__TO BE DONE__: Lay out the lines below as a Markdown table with the columns "Row" and "Text", beginning with the line that contains "Where can the white" and continuing through the line that contains "pixel 340 47". Omit any blank lines and include no other lines.

__INPUT ROWS__:
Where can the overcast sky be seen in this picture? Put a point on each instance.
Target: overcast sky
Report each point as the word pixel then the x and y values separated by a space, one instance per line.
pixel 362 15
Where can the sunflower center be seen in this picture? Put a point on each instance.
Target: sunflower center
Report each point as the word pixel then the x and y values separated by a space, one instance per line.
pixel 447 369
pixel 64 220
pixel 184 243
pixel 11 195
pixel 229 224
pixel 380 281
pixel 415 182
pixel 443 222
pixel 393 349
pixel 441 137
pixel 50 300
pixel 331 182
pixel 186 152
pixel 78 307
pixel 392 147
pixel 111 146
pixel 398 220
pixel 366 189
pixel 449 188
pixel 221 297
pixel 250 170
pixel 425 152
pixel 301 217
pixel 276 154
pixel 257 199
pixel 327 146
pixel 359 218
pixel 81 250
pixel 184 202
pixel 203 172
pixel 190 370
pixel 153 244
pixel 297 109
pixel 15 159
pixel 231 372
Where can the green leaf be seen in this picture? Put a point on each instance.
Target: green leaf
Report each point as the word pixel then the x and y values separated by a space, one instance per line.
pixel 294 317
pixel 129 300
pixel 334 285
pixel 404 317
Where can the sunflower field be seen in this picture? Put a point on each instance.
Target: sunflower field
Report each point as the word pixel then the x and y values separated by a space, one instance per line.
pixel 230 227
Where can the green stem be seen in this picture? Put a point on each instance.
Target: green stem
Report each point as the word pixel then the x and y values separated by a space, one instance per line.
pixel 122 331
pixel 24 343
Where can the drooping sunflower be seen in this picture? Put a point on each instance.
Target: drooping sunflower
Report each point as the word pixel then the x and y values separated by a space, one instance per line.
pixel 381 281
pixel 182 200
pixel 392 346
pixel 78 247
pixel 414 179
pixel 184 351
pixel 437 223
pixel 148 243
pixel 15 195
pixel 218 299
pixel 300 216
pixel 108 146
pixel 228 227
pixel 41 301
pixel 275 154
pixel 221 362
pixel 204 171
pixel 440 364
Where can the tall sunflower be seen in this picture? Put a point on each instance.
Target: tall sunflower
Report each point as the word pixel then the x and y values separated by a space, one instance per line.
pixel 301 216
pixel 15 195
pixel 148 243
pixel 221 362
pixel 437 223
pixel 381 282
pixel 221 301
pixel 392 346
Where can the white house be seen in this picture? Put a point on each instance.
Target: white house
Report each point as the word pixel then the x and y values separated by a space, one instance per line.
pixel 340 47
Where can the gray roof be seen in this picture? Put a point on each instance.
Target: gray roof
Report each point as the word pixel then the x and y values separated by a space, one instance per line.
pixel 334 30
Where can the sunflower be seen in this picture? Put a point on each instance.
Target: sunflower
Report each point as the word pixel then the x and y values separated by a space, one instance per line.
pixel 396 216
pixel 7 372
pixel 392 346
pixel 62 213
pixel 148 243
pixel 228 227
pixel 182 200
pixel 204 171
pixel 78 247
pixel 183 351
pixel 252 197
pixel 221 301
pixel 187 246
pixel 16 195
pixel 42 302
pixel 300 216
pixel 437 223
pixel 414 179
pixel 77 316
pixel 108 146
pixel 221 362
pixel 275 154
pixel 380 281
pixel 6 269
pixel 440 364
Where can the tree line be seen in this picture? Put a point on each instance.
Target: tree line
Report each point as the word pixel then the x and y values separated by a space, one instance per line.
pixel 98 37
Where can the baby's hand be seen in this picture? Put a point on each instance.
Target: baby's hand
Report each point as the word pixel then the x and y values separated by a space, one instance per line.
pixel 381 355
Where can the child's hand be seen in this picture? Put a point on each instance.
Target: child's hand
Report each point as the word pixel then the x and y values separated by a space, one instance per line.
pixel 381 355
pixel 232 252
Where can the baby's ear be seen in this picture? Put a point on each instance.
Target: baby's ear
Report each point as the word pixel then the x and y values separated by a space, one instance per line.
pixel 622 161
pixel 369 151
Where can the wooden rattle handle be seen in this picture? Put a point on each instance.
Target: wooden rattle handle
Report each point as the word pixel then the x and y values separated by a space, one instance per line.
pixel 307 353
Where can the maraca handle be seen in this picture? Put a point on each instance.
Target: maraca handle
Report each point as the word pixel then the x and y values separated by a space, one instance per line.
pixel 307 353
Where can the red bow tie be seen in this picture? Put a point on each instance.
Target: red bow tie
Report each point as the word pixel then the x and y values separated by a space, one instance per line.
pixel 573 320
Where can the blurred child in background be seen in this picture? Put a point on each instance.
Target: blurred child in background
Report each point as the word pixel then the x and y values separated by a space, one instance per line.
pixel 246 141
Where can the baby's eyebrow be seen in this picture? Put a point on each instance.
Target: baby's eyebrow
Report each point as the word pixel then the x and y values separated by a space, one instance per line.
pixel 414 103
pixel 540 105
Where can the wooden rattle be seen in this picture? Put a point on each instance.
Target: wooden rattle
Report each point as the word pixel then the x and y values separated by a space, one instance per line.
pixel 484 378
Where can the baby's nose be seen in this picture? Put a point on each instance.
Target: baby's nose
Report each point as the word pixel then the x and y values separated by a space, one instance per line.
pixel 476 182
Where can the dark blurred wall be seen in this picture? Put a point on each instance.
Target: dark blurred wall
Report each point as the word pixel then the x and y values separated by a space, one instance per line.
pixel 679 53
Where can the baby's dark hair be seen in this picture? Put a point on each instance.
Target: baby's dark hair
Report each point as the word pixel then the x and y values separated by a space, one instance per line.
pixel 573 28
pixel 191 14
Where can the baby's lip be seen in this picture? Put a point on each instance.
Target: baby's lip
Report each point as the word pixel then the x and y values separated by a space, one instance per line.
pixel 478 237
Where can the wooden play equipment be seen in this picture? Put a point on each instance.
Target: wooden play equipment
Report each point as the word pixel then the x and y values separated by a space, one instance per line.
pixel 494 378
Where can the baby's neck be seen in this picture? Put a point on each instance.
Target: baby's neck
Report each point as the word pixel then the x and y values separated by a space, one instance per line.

__WRITTEN ANSWER__:
| Row | Text |
|---|---|
| 1 | Where can the white house be seen in this picture? Put a point on each instance. |
| 2 | Target: white house |
| 3 | Report each point as the word pixel then the x and y values separated by a space, one instance per line. |
| 4 | pixel 340 47 |